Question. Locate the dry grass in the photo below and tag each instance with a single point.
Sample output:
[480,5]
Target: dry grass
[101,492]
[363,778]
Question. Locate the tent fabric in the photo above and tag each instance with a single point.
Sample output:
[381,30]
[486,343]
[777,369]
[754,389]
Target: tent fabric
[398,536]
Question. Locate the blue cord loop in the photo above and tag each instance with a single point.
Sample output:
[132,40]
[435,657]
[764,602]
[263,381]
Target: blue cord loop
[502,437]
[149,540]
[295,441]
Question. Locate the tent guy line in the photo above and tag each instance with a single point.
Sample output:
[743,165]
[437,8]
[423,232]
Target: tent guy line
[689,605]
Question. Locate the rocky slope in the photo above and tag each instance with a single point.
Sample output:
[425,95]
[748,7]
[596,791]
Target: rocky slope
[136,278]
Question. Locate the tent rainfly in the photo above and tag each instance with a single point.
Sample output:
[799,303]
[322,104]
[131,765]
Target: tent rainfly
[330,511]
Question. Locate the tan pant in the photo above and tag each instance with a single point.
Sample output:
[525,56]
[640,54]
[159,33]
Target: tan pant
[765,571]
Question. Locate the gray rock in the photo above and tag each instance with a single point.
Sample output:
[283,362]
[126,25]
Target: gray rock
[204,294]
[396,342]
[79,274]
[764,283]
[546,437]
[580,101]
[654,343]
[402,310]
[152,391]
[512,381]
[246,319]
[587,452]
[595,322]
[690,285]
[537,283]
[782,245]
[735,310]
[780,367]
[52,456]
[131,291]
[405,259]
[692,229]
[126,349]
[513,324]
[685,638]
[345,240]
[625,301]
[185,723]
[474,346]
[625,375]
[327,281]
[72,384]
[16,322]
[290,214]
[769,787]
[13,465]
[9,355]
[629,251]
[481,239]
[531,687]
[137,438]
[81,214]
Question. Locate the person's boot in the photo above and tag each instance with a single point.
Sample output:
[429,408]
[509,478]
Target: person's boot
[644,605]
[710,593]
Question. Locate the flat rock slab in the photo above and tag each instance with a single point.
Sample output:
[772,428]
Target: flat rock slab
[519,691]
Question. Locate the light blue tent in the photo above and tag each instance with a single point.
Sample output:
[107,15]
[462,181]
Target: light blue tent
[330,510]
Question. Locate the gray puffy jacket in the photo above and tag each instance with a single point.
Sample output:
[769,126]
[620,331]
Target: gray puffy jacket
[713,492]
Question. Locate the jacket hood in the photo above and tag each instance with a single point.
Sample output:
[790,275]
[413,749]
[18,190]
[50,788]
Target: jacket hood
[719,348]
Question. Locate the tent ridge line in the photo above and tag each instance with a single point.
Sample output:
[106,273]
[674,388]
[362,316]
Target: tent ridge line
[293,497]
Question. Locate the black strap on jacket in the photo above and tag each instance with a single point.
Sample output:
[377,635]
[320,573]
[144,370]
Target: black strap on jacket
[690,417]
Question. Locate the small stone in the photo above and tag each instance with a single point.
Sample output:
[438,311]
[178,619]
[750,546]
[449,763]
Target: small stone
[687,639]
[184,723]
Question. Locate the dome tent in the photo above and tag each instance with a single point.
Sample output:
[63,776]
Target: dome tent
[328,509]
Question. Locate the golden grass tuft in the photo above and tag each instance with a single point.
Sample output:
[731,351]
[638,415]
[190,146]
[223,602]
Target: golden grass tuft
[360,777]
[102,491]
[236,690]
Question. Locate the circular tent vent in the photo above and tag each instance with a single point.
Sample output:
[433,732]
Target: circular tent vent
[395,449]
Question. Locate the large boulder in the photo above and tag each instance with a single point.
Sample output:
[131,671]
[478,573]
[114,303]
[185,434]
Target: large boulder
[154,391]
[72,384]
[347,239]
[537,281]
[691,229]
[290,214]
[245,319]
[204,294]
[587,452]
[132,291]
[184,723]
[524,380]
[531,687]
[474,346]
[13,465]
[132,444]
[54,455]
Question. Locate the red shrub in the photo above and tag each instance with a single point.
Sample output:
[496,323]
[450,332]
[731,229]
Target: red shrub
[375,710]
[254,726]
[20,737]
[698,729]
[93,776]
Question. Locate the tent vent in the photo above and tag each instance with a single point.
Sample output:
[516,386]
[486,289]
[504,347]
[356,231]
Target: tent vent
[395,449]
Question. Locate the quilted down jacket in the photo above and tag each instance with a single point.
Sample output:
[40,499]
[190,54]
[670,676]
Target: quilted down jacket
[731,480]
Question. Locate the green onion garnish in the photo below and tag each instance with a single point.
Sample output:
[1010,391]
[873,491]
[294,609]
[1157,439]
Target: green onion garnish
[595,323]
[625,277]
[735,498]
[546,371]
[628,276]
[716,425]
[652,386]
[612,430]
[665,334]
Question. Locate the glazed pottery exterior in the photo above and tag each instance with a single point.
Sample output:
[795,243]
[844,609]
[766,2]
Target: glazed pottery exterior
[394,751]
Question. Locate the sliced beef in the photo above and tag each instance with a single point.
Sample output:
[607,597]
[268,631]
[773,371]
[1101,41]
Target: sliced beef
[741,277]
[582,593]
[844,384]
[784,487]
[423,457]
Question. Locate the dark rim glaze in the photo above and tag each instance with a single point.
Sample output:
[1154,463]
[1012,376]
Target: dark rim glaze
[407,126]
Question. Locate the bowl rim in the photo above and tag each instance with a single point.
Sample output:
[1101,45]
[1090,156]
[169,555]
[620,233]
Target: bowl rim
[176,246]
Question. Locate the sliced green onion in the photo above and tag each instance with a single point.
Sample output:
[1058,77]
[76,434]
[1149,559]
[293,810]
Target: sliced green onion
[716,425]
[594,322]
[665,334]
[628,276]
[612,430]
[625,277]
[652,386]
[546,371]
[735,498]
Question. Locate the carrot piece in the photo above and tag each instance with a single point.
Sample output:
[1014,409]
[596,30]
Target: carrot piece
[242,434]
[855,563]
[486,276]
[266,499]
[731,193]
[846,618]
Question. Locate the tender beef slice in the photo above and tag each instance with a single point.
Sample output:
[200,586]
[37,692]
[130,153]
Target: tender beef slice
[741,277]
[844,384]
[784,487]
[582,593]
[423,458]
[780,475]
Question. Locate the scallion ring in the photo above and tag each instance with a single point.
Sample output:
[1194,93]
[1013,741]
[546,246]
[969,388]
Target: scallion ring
────────────────────
> _EXERCISE OBJECTIVE_
Recast every line of the entries above as one numbered list, leaving out any blank lines.

> _SOLVED EXERCISE_
1. Question. Locate the dry grass in the photo below and tag each instance with a single point.
2. Sample output:
3. [480,5]
4. Target: dry grass
5. [101,492]
6. [363,778]
7. Question. Locate the tent fabric in the photo above and tag each instance with a single point.
8. Sample output:
9. [381,30]
10. [486,343]
11. [777,369]
12. [754,389]
13. Target: tent fabric
14. [398,536]
15. Question. Locate the blue cord loop in the photo above and tag each instance with a single point.
16. Sample output:
17. [132,40]
18. [435,657]
19. [764,602]
20. [263,381]
21. Target: blue cord loop
22. [502,437]
23. [149,540]
24. [295,441]
25. Question. Locate the tent guy line in the photo above and tag each instance with a single point.
26. Sample output:
27. [743,165]
28. [437,8]
29. [423,232]
30. Target: tent guy line
31. [689,605]
32. Question. Locate the rocky slope in the photo above and tag each instance with a single point.
33. Sample output:
34. [425,95]
35. [748,7]
36. [596,791]
37. Target: rocky slope
38. [136,278]
39. Question. Locate the tent rainfly in the photo above and tag each instance with a single point.
40. Sample output:
41. [799,303]
42. [322,104]
43. [131,765]
44. Target: tent rainfly
45. [330,511]
46. Question. Locate the tan pant in the photo above and tag each instance with a single point.
47. Sample output:
48. [525,56]
49. [640,54]
50. [159,33]
51. Target: tan pant
52. [765,571]
53. Question. Locate the gray rock in the photo above and tag each instance with a single point.
54. Sample output:
55. [283,362]
56. [126,25]
57. Target: gray rock
58. [204,294]
59. [396,342]
60. [79,274]
61. [764,283]
62. [546,437]
63. [580,101]
64. [654,343]
65. [402,310]
66. [152,391]
67. [512,381]
68. [246,319]
69. [587,452]
70. [595,322]
71. [690,285]
72. [537,283]
73. [782,245]
74. [735,310]
75. [780,367]
76. [52,456]
77. [131,291]
78. [405,259]
79. [692,229]
80. [126,349]
81. [513,324]
82. [685,638]
83. [345,240]
84. [625,301]
85. [185,723]
86. [474,346]
87. [625,375]
88. [327,281]
89. [72,384]
90. [16,322]
91. [290,214]
92. [769,787]
93. [13,465]
94. [9,355]
95. [629,251]
96. [481,239]
97. [531,687]
98. [137,438]
99. [81,214]
100. Question. Locate the person's boot in the photo above and tag each instance with a single point.
101. Sample output:
102. [429,408]
103. [509,478]
104. Target: person's boot
105. [644,605]
106. [710,593]
107. Question. Locate the flat rock slab in the photo above and tag each instance with a single point.
108. Sample output:
109. [772,428]
110. Target: flat rock slab
111. [519,691]
112. Question. Locate the light blue tent in the photo above and tag each instance with a single point.
113. Sample output:
114. [107,15]
115. [462,181]
116. Target: light blue tent
117. [330,510]
118. Question. Locate the gray puffy jacket in the photo above and tag each instance with a single point.
119. Sample output:
120. [769,126]
121. [620,331]
122. Target: gray puffy jacket
123. [713,492]
124. Question. Locate the jacket hood in the photo above and tag each instance with a single point.
125. Sample output:
126. [790,275]
127. [413,749]
128. [18,190]
129. [50,788]
130. Target: jacket hood
131. [719,348]
132. Question. Locate the tent ridge line in the photo above and tag each instance with a single point.
133. Sample output:
134. [106,273]
135. [674,388]
136. [362,316]
137. Target: tent ridge line
138. [293,497]
139. Question. Locate the black strap on jacket in the photo above and tag each instance with a single point.
140. Sample output:
141. [377,635]
142. [320,573]
143. [144,370]
144. Target: black strap on jacket
145. [690,417]
146. Question. Locate the small stone in the photo above and tag each instance with a single point.
147. Sample output:
148. [438,311]
149. [178,619]
150. [750,546]
151. [449,763]
152. Target: small stone
153. [687,639]
154. [184,723]
155. Question. Locate the dome tent in the photo above and tag each instance with a single point.
156. Sample output:
157. [63,776]
158. Target: dome tent
159. [328,509]
160. Question. Locate the golden grass tuft in the photo above and tag each instance with a single point.
161. Sample output:
162. [731,351]
163. [638,415]
164. [190,146]
165. [223,602]
166. Target: golden grass tuft
167. [360,777]
168. [102,491]
169. [236,690]
170. Question. Locate the circular tent vent in the photo above and tag each instance with a single point.
171. Sample output:
172. [433,732]
173. Target: circular tent vent
174. [395,449]
175. Question. Locate the large boulder in the photo above and tag each instance with a single point.
176. Sample output:
177. [131,671]
178. [478,573]
179. [114,303]
180. [185,434]
181. Target: large boulder
182. [154,391]
183. [72,384]
184. [347,239]
185. [537,281]
186. [691,229]
187. [290,214]
188. [245,319]
189. [204,294]
190. [587,452]
191. [132,291]
192. [184,723]
193. [524,380]
194. [531,687]
195. [474,346]
196. [13,465]
197. [132,444]
198. [54,455]
199. Question. Locate the red shrub in the photo above and tag each instance with a single point.
200. Sample output:
201. [496,323]
202. [450,332]
203. [731,229]
204. Target: red shrub
205. [375,710]
206. [254,726]
207. [20,737]
208. [698,729]
209. [93,776]
210. Question. Locate the tent vent in the photo above and tag each instance with a single point.
211. Sample output:
212. [516,386]
213. [486,289]
214. [504,347]
215. [356,231]
216. Target: tent vent
217. [395,449]
218. Question. Locate the quilted down jacket in the photo above and tag each instance with a single point.
219. Sample output:
220. [40,499]
221. [190,54]
222. [670,676]
223. Target: quilted down jacket
224. [731,480]
225. Question. Locate the green onion garnish in the photo below and tag each instance with a single point.
226. Sample output:
227. [1010,391]
228. [873,491]
229. [294,609]
230. [1157,439]
231. Target: green onion garnish
232. [595,323]
233. [625,277]
234. [735,498]
235. [546,371]
236. [628,276]
237. [716,425]
238. [652,386]
239. [612,430]
240. [665,334]
241. Question. Locate the glazed pottery exterior in the photo above and tag each instance with a single point.
242. Sample output:
243. [795,243]
244. [844,609]
245. [766,2]
246. Target: glazed pottery exterior
247. [394,751]
248. Question. Locate the sliced beef in the photo above and tag each instance with a single point.
249. Sample output:
250. [607,597]
251. [268,631]
252. [773,371]
253. [1101,41]
254. Target: sliced beef
255. [741,277]
256. [582,593]
257. [844,384]
258. [784,487]
259. [423,457]
260. Question. Locate the dark rim glaze in the photo above and tag each instance with a single point.
261. Sample output:
262. [1154,463]
263. [1012,376]
264. Target: dark rim glaze
265. [407,126]
266. Question. Locate the bowl rim in the photo above and tag each instance with a single point.
267. Sample output:
268. [1101,45]
269. [1090,156]
270. [169,555]
271. [620,233]
272. Target: bowl rim
273. [176,246]
274. Question. Locate the sliced green onion in the photo above and tag each instance with a single point.
275. Sample output:
276. [1058,77]
277. [76,434]
278. [1149,559]
279. [293,810]
280. Target: sliced green onion
281. [716,425]
282. [594,322]
283. [665,334]
284. [628,276]
285. [612,430]
286. [625,277]
287. [652,386]
288. [546,371]
289. [735,498]
290. Question. Locate the carrot piece in the photo above and tag each instance with a single point.
291. Sample output:
292. [1014,409]
293. [596,30]
294. Target: carrot piece
295. [242,434]
296. [855,563]
297. [486,276]
298. [266,499]
299. [731,193]
300. [846,618]
301. Question. Locate the tender beef slice in the photo above and tag each instance with a single point.
302. Sample output:
303. [200,586]
304. [37,692]
305. [130,153]
306. Target: tender beef slice
307. [741,277]
308. [844,384]
309. [784,487]
310. [582,593]
311. [423,458]
312. [780,475]
313. Question. Locate the scallion ring in the photo above and tag each instance with a single point.
314. Sample output:
315. [1194,93]
316. [1013,741]
317. [546,246]
318. [969,388]
319. Target: scallion ring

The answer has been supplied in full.